[Saved entries]
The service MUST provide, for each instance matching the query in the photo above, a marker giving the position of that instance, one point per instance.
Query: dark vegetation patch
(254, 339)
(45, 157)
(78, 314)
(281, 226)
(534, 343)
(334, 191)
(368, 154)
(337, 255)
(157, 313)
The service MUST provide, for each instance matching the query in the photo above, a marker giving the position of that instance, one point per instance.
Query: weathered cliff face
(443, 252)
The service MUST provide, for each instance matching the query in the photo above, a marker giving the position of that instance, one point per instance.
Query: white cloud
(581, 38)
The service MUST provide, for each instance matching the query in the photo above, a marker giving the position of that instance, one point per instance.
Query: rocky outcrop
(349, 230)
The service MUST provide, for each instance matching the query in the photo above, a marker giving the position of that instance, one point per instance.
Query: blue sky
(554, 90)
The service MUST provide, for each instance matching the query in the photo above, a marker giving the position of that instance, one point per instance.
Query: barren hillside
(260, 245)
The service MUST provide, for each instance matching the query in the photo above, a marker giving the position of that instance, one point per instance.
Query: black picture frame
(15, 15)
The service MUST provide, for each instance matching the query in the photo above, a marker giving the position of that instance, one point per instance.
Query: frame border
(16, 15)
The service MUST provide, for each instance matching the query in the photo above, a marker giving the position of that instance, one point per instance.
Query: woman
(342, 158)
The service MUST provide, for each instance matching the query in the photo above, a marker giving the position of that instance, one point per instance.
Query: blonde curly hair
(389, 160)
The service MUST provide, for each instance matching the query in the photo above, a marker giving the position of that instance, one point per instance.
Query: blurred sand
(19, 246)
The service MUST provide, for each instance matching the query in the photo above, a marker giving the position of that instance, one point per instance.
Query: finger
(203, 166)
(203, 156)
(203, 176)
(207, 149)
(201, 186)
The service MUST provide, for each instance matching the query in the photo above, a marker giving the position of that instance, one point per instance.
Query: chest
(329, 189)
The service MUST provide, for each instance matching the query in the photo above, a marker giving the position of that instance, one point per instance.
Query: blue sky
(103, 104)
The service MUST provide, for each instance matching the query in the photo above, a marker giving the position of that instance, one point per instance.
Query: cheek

Work instructions
Return every record above exactly as it appears.

Exercise result
The service MUST provide, for each instance matching the query in the photo above, a marker giving the position of that instance, one point per instance.
Query: dark vegetation patch
(254, 339)
(45, 157)
(78, 314)
(281, 226)
(534, 343)
(334, 191)
(368, 154)
(337, 255)
(157, 313)
The service MUST provide, for each instance matching the query in the photo above, a marker giving the position of that instance, one point per instance.
Query: weathered cliff face
(443, 252)
The service MUST provide, for each instance matching the query in the photo above, a marker giving the position of that instance, one point per instance.
Query: white cloud
(581, 38)
The service MUST provide, for each instance matching the query in the photo above, a marker giving the position of that instance, one point per instance.
Query: rocky outcrop
(349, 230)
The service MUST provide, for each instance matching the query in the photo above, a marker giving the position of that instance, one point per instance.
Query: blue sky
(554, 90)
The service MUST provide, for each instance matching the query in the photo above, a marker giving the position of that instance, one point per instance.
Query: barren hillside
(260, 245)
The service MUST provide, for each instance matching the query in the photo above, a marker giving the position of that instance, one point per instance.
Query: black picture frame
(15, 15)
The service MUST provide, for each instance matching the query in the photo above, a marker giving the position of that instance, one point per instance.
Query: frame border
(16, 15)
The service MUST provide, for each instance matching the query in the photo above, a marker giving the position of that instance, one point per instance.
Query: woman
(342, 158)
The service MUST provide, for each instance matching the query in the photo above, a marker giving the position of that instance, one point per instance.
Query: blonde curly hair
(389, 160)
The service MUST provide, for each instance matching the query in the photo above, a marker giving the position of that instance, one point per instance.
Query: blurred sand
(19, 246)
The service MUST provide, for each instance matching the query in the photo above, a marker giving the position of that instance, one point per instance.
Query: finger
(203, 166)
(203, 156)
(203, 176)
(207, 149)
(201, 186)
The service MUST provide, for each instance matching the query in the photo above, a marker giving the position of that instance, one point per instance.
Query: chest
(329, 189)
The service MUST provide, for each instance matching the query in the photo above, a marker giving the position of that instance, one point per instance.
Query: blue sky
(103, 104)
The service MUST provide, for each instance matching the query in the photo above, a marker giving the position of that instance, one point per instance.
Query: cheek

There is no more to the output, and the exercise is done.